> [Exercise description]:
Only an exact repetition of the entries will do.

Records contained in a dataset:

----------------

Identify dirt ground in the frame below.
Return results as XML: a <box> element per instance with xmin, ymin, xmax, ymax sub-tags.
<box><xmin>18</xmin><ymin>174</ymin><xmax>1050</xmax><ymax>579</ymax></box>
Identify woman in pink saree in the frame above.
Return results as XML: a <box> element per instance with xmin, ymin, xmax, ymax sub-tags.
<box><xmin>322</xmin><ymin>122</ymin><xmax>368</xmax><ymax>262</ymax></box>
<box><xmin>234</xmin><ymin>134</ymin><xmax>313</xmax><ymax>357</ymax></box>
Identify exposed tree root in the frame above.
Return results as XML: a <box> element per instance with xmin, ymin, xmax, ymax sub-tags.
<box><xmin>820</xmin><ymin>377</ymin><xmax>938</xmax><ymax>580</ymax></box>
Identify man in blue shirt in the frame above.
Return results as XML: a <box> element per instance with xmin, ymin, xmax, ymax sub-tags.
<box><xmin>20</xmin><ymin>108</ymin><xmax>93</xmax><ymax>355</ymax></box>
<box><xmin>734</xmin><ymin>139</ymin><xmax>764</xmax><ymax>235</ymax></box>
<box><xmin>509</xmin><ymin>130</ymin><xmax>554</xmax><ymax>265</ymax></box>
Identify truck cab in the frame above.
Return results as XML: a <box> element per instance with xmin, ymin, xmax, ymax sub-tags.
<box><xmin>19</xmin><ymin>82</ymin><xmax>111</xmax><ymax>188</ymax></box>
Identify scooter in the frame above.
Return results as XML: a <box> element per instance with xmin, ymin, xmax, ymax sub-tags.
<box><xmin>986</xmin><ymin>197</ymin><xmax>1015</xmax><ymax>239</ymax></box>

----------------

> [Answer box]:
Identify dirt ground in the frame below.
Return results as XML: a <box> element per instance with xmin, ymin, xmax, ymax sub-tags.
<box><xmin>18</xmin><ymin>174</ymin><xmax>1050</xmax><ymax>579</ymax></box>
Identify woman in pink saree in the frame above.
Return results as XML: a <box> element per instance with xmin, ymin, xmax, ymax sub-tags.
<box><xmin>322</xmin><ymin>122</ymin><xmax>368</xmax><ymax>262</ymax></box>
<box><xmin>234</xmin><ymin>134</ymin><xmax>313</xmax><ymax>357</ymax></box>
Identify exposed tree root in the frame above.
Return results as XML: a <box> element per instance with xmin, ymin, xmax, ymax sub-tags.
<box><xmin>820</xmin><ymin>377</ymin><xmax>938</xmax><ymax>580</ymax></box>
Identify man in blue shirt in the frame above.
Return results as XML: a <box> element per instance with xmin, ymin, xmax, ymax sub-tags.
<box><xmin>20</xmin><ymin>108</ymin><xmax>93</xmax><ymax>355</ymax></box>
<box><xmin>734</xmin><ymin>139</ymin><xmax>764</xmax><ymax>235</ymax></box>
<box><xmin>509</xmin><ymin>130</ymin><xmax>554</xmax><ymax>265</ymax></box>
Identify truck cab in the frame above.
Return results as XML: a <box> element per instance with xmin, ymin, xmax, ymax sub-tags.
<box><xmin>19</xmin><ymin>82</ymin><xmax>111</xmax><ymax>188</ymax></box>
Identify scooter in the frame above.
Return results as XML: a <box> element per instance with xmin, ymin, xmax, ymax sub-tags.
<box><xmin>986</xmin><ymin>197</ymin><xmax>1015</xmax><ymax>239</ymax></box>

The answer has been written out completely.